START SOURCE MATERIAL
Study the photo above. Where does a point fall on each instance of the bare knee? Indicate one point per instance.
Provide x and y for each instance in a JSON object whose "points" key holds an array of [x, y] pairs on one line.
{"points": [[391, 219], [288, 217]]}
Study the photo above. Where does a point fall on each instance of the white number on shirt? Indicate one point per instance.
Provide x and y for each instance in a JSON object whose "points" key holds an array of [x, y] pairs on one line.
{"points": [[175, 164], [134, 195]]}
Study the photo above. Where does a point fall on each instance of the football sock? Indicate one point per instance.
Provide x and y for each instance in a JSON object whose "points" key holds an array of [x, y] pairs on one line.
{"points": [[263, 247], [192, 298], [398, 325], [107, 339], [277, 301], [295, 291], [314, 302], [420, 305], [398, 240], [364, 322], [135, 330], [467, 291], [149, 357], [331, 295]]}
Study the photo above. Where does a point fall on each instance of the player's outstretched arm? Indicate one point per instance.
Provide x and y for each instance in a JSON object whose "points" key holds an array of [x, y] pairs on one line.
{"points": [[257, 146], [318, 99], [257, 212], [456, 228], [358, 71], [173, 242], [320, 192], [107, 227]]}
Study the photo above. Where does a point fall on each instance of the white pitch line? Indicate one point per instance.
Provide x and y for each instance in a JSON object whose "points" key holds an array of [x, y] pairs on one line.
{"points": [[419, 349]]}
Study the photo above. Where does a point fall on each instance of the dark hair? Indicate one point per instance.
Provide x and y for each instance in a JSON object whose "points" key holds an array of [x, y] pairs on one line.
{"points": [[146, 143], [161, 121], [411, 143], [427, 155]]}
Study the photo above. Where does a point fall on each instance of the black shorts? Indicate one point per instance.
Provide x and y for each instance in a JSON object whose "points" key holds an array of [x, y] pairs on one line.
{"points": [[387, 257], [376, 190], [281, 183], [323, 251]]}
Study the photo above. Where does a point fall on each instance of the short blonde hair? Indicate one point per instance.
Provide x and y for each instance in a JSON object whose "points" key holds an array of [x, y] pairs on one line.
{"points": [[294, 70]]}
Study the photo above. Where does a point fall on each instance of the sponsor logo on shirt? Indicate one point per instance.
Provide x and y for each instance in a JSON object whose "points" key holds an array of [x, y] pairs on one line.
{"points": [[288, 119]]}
END SOURCE MATERIAL
START SOURCE MATERIAL
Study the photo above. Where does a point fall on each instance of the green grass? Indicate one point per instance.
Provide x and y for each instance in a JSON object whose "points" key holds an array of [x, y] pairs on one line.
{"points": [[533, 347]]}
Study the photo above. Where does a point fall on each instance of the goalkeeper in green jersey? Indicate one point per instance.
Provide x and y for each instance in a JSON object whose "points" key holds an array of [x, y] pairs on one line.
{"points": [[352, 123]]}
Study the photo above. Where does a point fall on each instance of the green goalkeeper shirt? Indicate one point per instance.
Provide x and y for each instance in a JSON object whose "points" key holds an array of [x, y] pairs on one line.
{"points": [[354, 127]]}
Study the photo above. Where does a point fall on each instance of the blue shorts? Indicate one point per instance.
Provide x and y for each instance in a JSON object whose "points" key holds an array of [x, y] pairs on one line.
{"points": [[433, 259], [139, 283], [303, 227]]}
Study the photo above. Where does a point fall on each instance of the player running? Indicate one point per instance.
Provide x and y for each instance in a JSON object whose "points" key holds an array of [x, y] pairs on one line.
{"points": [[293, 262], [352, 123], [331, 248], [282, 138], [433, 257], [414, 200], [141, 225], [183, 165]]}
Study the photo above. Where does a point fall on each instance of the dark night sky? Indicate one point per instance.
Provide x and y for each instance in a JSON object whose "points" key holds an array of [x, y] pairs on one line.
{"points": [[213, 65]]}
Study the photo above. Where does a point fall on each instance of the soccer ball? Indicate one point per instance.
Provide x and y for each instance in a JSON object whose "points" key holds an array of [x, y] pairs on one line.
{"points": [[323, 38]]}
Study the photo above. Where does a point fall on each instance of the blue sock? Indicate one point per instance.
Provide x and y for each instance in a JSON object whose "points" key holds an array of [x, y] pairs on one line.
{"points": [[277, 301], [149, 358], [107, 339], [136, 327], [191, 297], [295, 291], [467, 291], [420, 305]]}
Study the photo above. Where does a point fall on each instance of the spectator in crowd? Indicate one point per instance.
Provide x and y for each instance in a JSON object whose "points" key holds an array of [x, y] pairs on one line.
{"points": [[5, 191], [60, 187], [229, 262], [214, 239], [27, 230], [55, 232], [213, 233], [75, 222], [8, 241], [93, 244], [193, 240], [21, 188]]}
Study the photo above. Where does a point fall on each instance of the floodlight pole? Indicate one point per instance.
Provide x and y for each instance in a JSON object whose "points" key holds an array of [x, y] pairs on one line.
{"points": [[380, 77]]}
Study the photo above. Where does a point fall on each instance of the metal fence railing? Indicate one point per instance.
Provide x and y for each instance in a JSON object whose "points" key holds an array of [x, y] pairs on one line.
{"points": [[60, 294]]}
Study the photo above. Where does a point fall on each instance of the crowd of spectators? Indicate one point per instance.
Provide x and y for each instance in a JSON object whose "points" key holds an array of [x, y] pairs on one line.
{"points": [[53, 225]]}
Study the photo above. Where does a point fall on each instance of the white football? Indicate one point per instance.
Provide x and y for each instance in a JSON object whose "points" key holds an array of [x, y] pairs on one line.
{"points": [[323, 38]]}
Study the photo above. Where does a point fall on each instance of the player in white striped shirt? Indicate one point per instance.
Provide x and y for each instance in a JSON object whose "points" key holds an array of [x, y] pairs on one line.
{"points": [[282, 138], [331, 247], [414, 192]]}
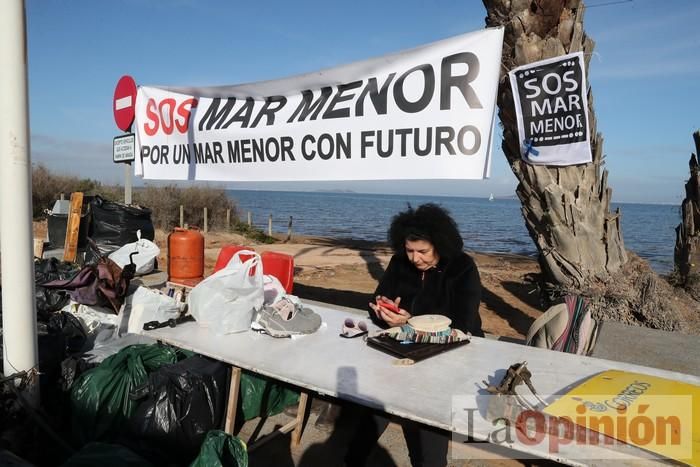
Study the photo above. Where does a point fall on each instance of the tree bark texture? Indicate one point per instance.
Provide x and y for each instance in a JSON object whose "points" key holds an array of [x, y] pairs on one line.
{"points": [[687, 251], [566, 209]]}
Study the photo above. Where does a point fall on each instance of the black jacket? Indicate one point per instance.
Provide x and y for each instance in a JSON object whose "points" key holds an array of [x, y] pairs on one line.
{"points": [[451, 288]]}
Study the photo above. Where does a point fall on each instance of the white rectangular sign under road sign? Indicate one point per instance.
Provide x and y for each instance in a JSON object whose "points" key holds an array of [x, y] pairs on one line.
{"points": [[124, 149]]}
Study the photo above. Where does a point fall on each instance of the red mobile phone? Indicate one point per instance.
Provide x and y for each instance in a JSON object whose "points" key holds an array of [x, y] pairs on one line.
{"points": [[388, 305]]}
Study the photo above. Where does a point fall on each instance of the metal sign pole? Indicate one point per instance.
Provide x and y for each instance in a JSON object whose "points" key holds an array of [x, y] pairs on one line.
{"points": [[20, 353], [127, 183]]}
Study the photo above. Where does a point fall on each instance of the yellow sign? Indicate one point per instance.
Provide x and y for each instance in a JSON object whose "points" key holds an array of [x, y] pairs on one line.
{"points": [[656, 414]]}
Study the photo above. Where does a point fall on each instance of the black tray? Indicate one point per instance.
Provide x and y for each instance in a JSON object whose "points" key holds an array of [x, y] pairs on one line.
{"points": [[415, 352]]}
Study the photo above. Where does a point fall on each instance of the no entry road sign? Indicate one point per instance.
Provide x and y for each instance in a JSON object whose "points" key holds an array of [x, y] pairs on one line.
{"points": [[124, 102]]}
END SOURCE MATERIAL
[WRITTEN EXERCISE]:
Select every line in the entries above that contains the word "crowd", and copy each one.

[WRITTEN REPLY]:
Study the photo above. Where does a point fall on each instance of the spectator in crowd? Indicate one point per instance.
Study the photo above. Where does a point fall on each instance of the crowd of spectators? Indicate one point per instance.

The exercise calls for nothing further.